**TASK BRIEF:** Please reproduce the material from the line with "Note: identify the man's hand" through the end of the material, swapping "training top" for "training shirt" and leaving everything else as it is.

**ENTRIES PROVIDED:**
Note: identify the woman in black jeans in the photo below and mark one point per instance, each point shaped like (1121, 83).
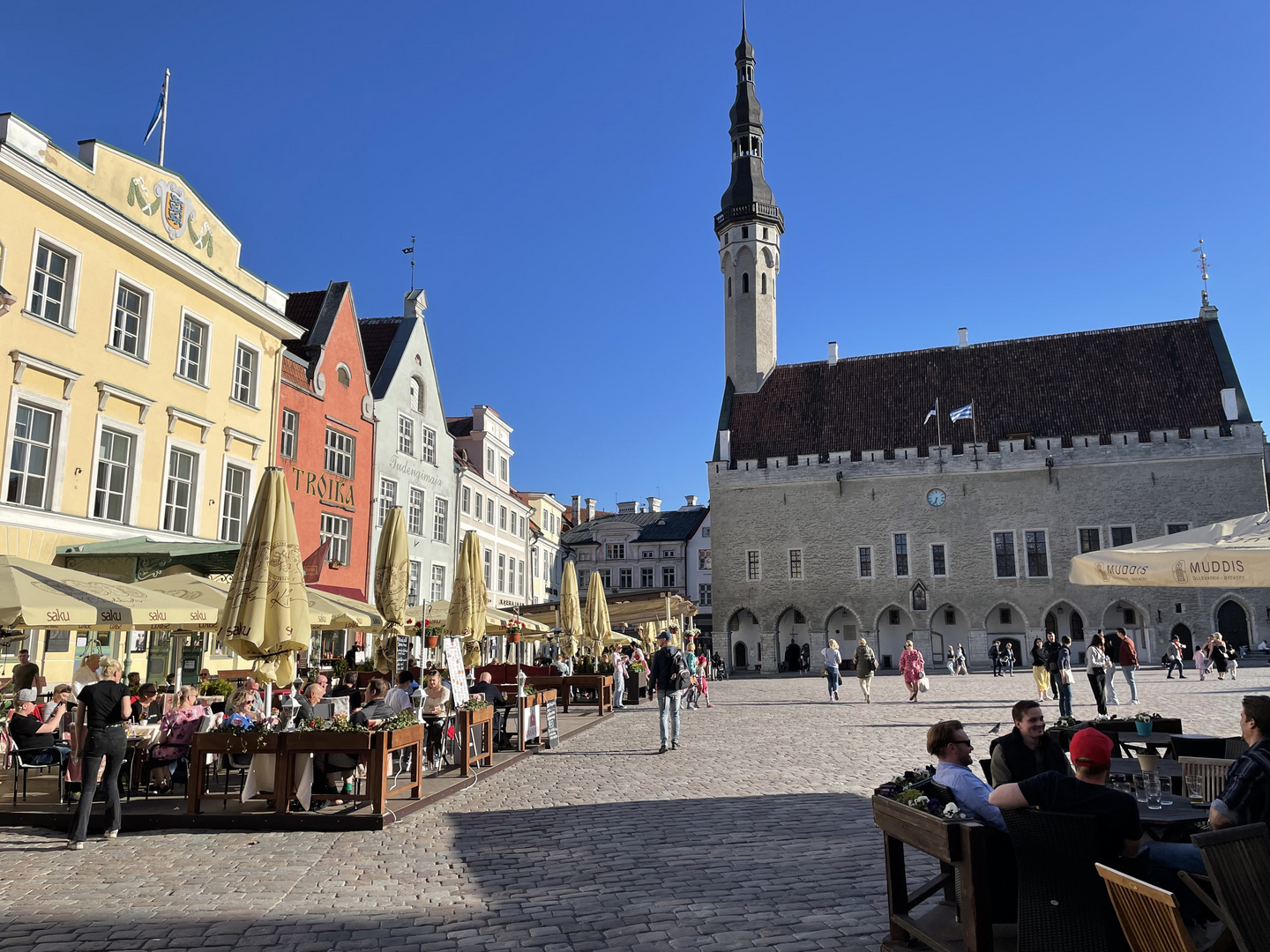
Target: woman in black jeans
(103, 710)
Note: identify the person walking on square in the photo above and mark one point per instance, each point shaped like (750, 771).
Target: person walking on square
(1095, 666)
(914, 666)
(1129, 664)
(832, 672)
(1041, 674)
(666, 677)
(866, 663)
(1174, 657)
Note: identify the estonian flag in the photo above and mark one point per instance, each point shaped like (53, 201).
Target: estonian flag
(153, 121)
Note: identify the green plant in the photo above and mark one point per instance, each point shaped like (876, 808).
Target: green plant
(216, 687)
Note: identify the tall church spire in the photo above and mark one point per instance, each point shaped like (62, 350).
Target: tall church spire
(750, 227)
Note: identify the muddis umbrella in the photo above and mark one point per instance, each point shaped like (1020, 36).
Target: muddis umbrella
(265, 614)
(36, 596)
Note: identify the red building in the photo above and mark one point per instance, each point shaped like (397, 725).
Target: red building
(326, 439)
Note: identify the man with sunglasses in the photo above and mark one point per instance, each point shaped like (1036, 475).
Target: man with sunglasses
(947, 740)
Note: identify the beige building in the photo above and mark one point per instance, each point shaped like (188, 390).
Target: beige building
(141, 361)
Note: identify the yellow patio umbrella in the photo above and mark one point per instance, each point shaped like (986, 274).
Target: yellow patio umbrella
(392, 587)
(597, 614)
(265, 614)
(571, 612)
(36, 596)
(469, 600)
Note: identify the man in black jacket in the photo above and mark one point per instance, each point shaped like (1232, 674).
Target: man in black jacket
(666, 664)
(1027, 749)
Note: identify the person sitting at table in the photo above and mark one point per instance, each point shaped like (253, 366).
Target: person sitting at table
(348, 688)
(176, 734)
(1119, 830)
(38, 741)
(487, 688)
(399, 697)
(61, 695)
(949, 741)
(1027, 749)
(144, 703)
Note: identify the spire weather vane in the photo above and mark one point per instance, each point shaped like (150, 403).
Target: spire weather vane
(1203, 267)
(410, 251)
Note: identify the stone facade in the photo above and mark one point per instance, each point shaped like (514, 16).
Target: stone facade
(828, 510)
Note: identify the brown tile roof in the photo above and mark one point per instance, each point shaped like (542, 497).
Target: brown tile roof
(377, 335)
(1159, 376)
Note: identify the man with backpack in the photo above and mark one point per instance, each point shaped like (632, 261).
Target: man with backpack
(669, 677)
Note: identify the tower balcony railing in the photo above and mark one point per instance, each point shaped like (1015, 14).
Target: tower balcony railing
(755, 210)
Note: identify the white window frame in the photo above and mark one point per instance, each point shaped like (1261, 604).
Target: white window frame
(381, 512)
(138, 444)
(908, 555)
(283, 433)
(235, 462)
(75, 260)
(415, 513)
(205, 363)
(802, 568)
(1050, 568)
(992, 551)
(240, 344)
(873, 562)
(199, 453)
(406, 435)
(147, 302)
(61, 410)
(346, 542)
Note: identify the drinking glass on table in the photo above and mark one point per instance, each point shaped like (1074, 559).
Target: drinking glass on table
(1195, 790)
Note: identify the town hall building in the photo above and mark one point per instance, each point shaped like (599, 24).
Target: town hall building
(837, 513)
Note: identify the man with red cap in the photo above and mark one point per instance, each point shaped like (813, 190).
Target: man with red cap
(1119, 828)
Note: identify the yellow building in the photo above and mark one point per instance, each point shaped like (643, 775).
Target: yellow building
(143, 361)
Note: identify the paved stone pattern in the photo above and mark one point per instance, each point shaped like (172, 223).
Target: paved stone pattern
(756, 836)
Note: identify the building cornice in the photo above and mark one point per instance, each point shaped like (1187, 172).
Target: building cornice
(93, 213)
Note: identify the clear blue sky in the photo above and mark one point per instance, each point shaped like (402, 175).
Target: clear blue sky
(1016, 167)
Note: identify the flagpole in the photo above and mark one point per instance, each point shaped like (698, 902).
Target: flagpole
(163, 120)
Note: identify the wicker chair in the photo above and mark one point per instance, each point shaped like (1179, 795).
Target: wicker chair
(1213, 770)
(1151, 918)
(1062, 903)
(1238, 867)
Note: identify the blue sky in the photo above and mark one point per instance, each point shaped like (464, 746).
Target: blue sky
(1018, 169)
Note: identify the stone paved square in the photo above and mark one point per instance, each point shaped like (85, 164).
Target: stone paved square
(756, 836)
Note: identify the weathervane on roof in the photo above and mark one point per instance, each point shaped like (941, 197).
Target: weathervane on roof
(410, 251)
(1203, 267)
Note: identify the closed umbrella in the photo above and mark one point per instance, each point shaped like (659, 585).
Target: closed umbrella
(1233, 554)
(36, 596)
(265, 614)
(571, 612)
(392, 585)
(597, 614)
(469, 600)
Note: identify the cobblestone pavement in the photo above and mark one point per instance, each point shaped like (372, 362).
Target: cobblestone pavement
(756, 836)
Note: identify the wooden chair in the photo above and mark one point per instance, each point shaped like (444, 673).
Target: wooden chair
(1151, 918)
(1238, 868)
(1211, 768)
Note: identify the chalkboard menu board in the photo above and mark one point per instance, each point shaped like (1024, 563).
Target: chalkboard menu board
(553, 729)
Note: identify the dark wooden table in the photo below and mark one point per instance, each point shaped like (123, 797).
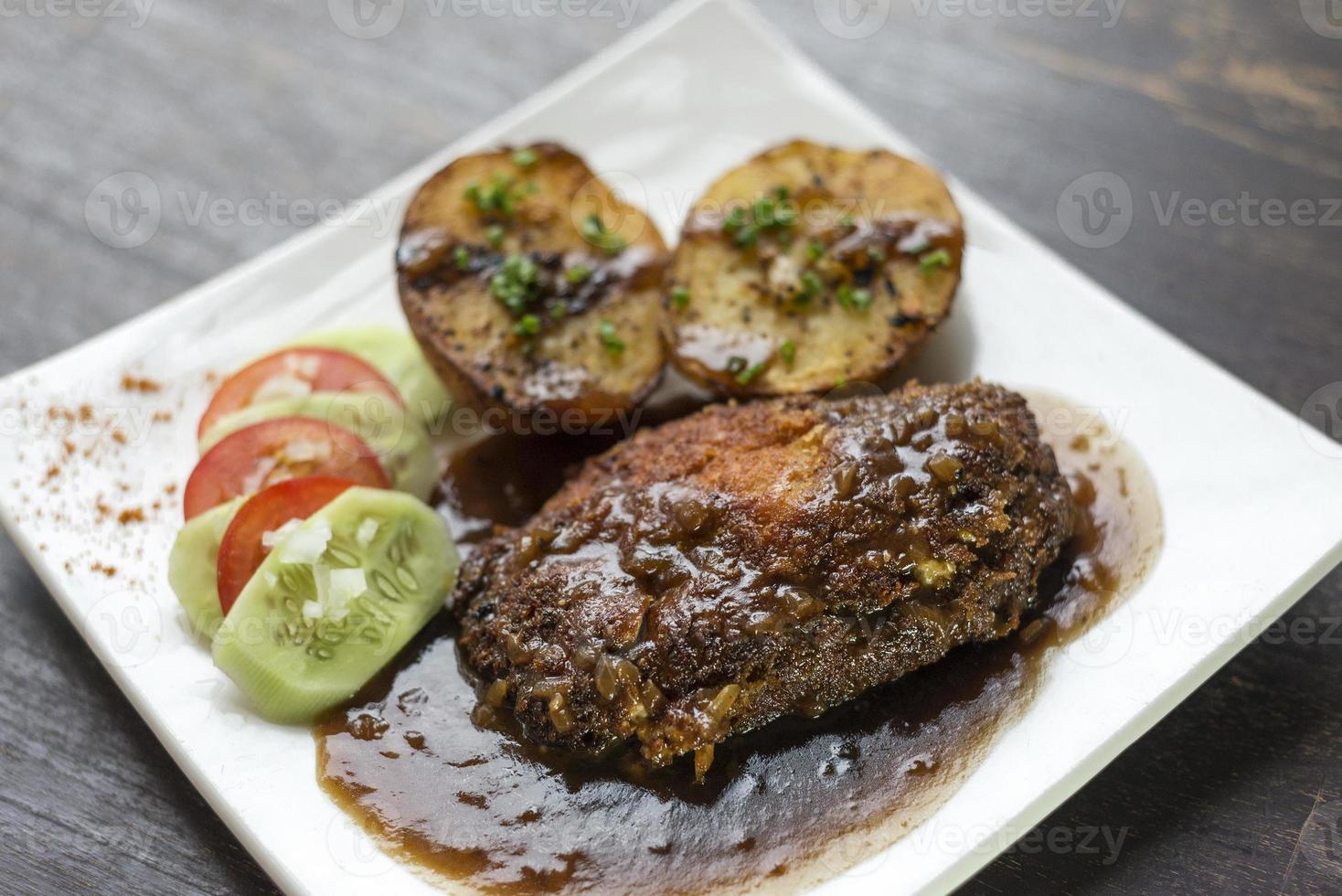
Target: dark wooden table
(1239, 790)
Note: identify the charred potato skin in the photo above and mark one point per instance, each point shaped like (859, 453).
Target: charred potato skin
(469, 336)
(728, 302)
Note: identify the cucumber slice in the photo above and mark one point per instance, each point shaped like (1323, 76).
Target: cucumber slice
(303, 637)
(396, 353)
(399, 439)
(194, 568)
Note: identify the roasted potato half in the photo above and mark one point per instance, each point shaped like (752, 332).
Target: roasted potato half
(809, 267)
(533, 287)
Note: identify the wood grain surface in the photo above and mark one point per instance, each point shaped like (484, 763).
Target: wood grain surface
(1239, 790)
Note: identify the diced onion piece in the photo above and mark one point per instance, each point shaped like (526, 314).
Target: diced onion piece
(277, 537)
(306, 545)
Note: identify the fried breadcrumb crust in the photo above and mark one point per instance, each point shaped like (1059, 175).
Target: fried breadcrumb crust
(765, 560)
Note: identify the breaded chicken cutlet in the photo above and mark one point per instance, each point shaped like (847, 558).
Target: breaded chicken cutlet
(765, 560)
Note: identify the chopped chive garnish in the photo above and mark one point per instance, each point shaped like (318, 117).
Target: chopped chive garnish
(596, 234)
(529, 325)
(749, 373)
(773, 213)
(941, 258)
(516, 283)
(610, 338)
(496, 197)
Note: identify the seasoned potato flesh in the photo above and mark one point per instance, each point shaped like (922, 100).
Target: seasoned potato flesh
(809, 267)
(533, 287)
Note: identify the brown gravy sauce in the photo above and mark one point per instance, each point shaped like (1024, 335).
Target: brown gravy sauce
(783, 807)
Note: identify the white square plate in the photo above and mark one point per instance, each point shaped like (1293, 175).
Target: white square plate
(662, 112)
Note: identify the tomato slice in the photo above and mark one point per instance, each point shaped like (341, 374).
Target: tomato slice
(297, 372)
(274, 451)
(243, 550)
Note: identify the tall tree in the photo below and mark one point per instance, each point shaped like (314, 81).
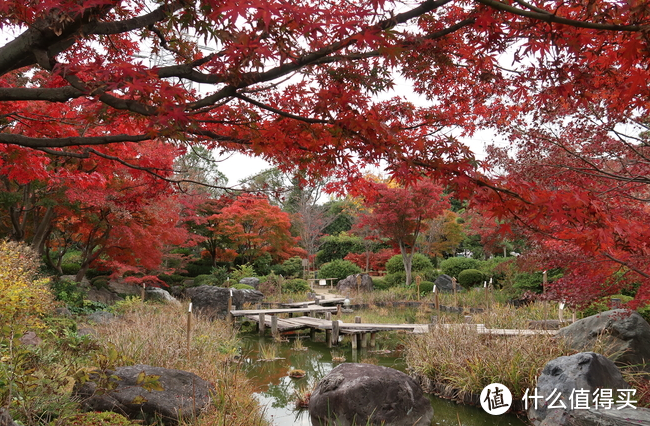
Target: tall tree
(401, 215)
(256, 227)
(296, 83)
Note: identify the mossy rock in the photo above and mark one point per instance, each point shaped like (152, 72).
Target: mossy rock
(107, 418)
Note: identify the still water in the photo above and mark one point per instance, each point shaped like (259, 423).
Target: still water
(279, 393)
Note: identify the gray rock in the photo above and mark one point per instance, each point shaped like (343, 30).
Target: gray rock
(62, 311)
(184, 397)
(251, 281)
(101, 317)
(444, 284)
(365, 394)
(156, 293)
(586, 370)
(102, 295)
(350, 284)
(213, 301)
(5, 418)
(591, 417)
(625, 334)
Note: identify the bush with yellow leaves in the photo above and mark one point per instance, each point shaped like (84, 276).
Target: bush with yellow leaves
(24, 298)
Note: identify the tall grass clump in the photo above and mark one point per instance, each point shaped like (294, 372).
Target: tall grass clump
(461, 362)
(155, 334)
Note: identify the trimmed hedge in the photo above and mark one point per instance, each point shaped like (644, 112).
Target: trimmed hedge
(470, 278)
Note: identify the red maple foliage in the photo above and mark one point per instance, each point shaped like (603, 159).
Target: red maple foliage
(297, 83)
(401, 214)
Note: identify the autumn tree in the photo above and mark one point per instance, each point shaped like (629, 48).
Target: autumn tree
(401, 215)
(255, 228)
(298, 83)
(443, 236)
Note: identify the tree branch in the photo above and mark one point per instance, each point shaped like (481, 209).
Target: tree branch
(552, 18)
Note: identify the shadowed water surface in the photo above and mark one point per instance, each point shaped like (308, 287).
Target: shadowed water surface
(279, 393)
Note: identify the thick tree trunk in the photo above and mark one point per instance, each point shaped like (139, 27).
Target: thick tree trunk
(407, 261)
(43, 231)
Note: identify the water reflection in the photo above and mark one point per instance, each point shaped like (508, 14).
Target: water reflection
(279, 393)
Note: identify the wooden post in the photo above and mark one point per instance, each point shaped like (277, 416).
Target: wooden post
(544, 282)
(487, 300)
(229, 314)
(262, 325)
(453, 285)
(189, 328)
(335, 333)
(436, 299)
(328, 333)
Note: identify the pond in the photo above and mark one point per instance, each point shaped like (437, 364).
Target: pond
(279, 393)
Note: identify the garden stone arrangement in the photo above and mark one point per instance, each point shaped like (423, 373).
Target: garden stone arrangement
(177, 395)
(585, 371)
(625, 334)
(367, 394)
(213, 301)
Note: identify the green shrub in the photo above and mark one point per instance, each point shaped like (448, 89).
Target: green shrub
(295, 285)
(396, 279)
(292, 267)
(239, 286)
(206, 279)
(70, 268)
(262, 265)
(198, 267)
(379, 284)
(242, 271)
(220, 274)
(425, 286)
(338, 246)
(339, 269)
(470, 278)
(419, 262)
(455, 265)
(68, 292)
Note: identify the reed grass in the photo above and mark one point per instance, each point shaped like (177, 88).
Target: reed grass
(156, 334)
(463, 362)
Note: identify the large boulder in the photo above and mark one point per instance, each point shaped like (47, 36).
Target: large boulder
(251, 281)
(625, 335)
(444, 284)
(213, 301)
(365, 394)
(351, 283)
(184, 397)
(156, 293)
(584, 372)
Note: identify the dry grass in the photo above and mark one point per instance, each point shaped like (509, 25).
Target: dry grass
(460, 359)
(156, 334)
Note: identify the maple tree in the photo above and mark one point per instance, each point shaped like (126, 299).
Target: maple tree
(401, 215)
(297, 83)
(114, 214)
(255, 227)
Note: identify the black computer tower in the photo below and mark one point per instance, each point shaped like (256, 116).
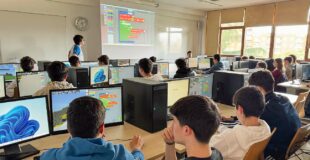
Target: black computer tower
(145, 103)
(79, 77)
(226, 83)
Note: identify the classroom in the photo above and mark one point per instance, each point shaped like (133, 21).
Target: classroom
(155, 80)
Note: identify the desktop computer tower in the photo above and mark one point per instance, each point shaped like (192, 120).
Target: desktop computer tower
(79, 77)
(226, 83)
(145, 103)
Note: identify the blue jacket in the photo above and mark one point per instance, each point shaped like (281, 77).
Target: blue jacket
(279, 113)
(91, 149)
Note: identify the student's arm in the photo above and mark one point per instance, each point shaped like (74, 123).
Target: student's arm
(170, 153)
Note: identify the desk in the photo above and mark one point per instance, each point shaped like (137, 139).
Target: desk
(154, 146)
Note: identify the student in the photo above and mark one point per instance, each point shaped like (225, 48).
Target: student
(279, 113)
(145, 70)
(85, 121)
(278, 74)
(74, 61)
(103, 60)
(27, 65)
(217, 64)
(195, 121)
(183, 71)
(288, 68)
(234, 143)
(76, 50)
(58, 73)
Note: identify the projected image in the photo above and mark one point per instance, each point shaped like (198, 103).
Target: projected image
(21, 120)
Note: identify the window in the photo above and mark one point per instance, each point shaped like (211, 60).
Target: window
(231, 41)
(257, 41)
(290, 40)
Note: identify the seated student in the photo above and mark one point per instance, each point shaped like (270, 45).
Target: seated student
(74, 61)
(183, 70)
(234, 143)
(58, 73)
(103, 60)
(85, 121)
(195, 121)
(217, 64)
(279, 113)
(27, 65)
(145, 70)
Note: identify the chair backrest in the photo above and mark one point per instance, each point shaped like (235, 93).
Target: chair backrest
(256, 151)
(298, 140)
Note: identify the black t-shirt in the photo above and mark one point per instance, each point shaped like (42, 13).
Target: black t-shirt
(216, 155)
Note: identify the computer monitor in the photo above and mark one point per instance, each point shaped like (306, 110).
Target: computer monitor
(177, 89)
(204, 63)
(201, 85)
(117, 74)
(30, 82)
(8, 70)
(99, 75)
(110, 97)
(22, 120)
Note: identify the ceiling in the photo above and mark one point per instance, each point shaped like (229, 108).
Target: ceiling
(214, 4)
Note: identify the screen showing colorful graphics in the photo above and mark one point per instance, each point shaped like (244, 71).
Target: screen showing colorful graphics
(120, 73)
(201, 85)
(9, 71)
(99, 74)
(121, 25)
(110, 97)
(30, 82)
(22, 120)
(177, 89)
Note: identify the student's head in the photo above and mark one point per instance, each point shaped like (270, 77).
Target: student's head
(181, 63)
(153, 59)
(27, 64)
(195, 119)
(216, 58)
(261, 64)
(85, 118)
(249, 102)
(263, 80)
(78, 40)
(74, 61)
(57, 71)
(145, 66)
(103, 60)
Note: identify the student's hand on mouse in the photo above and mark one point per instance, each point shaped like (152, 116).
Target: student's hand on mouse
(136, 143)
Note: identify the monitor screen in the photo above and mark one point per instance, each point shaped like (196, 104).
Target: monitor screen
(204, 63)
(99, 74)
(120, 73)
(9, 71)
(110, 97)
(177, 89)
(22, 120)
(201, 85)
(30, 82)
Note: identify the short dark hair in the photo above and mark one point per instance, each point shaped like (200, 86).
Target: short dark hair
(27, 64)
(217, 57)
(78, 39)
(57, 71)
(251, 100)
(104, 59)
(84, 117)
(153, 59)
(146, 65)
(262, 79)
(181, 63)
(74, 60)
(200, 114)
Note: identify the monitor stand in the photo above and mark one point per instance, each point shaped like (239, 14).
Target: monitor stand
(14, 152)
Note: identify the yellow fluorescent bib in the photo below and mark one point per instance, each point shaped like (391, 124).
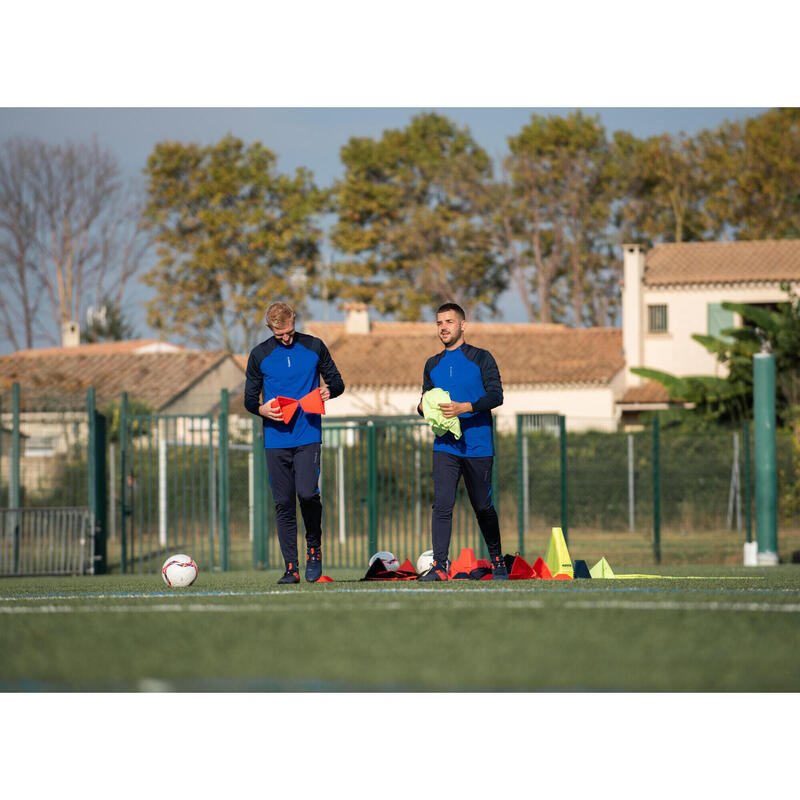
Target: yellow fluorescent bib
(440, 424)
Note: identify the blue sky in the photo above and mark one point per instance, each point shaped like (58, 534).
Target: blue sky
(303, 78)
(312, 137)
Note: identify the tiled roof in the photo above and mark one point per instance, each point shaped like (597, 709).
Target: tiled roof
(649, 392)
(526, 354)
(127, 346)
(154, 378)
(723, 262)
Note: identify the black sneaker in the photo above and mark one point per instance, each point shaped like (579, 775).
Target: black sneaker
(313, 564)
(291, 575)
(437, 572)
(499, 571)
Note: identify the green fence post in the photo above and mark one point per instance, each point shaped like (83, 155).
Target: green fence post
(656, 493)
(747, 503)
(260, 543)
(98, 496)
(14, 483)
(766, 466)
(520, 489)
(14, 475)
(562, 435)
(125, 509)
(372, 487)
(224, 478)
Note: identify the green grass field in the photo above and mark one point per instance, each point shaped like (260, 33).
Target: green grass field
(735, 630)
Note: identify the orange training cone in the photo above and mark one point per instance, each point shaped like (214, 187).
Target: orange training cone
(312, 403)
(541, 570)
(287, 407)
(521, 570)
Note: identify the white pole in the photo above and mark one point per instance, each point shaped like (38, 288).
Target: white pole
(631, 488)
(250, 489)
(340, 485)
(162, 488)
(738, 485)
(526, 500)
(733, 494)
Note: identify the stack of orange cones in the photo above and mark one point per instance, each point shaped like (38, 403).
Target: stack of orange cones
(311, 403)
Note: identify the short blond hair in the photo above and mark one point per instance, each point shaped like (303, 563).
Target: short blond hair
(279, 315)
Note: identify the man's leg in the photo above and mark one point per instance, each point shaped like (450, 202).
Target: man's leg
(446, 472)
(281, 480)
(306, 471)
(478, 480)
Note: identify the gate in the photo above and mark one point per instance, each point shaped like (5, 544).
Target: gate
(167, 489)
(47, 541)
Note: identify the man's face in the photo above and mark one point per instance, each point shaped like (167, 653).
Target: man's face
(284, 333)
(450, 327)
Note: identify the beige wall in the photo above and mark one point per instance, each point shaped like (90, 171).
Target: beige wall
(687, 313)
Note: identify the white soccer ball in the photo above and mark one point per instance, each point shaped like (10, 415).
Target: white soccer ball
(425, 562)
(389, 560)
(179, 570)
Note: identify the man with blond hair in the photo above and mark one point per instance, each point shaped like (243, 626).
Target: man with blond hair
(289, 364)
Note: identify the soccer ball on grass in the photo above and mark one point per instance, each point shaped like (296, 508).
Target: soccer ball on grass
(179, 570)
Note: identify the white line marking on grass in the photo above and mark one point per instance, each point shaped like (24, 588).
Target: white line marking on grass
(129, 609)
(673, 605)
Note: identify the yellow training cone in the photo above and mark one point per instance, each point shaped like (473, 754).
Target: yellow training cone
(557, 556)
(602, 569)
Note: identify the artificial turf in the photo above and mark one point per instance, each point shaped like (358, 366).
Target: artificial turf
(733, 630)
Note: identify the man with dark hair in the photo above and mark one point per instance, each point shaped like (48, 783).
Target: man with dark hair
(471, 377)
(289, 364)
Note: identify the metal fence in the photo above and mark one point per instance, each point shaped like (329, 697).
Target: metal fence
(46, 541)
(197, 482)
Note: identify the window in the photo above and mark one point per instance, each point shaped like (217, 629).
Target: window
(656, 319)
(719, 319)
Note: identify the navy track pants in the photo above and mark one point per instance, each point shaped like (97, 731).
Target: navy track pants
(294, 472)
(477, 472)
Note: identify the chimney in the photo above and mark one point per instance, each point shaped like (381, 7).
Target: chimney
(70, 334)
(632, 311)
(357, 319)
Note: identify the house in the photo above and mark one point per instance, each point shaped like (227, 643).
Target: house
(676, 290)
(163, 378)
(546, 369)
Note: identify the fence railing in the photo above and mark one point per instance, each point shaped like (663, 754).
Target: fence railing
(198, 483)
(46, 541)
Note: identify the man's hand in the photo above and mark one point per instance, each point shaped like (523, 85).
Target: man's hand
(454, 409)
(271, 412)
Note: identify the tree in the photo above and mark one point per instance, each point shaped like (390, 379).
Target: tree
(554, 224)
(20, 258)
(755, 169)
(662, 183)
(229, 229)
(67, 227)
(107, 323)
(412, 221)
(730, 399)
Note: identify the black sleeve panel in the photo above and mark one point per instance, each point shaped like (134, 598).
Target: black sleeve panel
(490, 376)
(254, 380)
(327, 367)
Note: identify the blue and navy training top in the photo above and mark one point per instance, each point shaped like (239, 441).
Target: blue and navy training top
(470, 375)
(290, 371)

**TASK RESULT:**
Note: identify the man's hand in the photo above and mark one point per instance, each point shaped like (523, 85).
Target: man's hand
(454, 409)
(271, 412)
Note: identify the tree in the photo above and mark one point per instance, each point shaped like (390, 379).
Target: tree
(554, 224)
(20, 258)
(755, 169)
(662, 183)
(229, 229)
(67, 227)
(107, 323)
(412, 221)
(730, 399)
Note: identify the black sleeve panel in the photo above and mark one point per instance, each point shaped like (134, 598).
Target: black sleeve panel
(490, 376)
(254, 380)
(327, 367)
Note: identify the blue and navy training shirt in the photo above and mark one point per instance, each point shaped like (239, 441).
Target: blue and navy training shirt
(470, 375)
(290, 371)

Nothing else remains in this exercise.